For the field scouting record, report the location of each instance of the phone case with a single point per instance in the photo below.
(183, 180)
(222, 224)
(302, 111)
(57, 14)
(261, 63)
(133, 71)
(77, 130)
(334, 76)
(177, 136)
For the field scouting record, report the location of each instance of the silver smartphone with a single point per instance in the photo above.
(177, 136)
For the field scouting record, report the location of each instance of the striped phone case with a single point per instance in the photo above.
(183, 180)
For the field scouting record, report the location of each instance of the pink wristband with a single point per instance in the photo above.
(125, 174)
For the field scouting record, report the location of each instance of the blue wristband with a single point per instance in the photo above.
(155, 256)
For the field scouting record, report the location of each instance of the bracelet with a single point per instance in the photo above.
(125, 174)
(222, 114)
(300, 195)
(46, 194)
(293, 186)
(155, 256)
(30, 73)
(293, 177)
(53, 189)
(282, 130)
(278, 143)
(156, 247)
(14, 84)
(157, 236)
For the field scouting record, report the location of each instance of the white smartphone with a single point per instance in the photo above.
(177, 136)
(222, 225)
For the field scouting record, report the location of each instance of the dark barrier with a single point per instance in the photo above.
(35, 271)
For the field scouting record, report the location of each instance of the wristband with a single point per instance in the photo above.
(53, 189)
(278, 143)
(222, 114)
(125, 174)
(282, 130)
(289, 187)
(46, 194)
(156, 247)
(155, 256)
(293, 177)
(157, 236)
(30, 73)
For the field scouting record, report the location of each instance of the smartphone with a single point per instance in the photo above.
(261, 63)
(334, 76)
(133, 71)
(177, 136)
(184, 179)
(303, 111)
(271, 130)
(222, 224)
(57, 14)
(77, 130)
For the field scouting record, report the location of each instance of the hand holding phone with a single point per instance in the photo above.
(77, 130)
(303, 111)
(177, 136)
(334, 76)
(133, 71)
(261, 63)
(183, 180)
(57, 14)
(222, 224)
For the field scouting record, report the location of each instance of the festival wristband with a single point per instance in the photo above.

------------------------------------

Quote the whole listing above, leaving nothing out.

_Task solution_
For the field scouting record, report the location of each instance of the phone case with a single point per instance in the photo below.
(183, 180)
(222, 224)
(302, 111)
(57, 14)
(261, 63)
(133, 71)
(77, 130)
(334, 76)
(177, 136)
For the field scouting record, report the location of each instance of the silver smartphone with a single point per instance in the photo above.
(177, 136)
For the field scouting record, report the location of each instance of the striped phone case with a single point per instance in the photo above.
(183, 180)
For the field scouting record, report the location of each instance of the pink wristband with a single point per instance in the photo above.
(125, 174)
For the field scouting record, report the location of each instance of the blue wristband with a single point per instance in the photo above.
(155, 256)
For the field scouting record, report the location of each instance of the bracelet with a single point per instance in the photo above.
(125, 174)
(222, 114)
(300, 195)
(46, 194)
(293, 186)
(155, 256)
(30, 73)
(293, 177)
(53, 189)
(282, 130)
(278, 143)
(156, 247)
(14, 84)
(157, 236)
For the field scouting record, report the location of each instance of the white smartphone with a single point per instance in the photo above.
(177, 136)
(222, 225)
For the field scouting record, report the location of each instance of the dark barrier with a single point per instance in the photo above.
(35, 271)
For the field scouting record, report the location of each instance of the wristband with a single point per instance in the photo above.
(53, 189)
(278, 143)
(222, 114)
(125, 174)
(282, 130)
(289, 187)
(46, 194)
(156, 247)
(155, 256)
(293, 177)
(157, 236)
(30, 73)
For the field scouting record, report the location of each instance of the smartphone with a single point per instance in the photo above.
(261, 63)
(334, 76)
(133, 71)
(177, 136)
(184, 179)
(303, 111)
(271, 130)
(222, 224)
(57, 14)
(77, 130)
For the field scouting record, report the location of each instance of the hand holding phone with a single point per instance in the photo above.
(77, 130)
(303, 111)
(177, 136)
(334, 76)
(133, 71)
(261, 63)
(183, 180)
(57, 14)
(222, 224)
For the field scouting record, report the location of each instance of the festival wristband with a single point per instance in the photo above.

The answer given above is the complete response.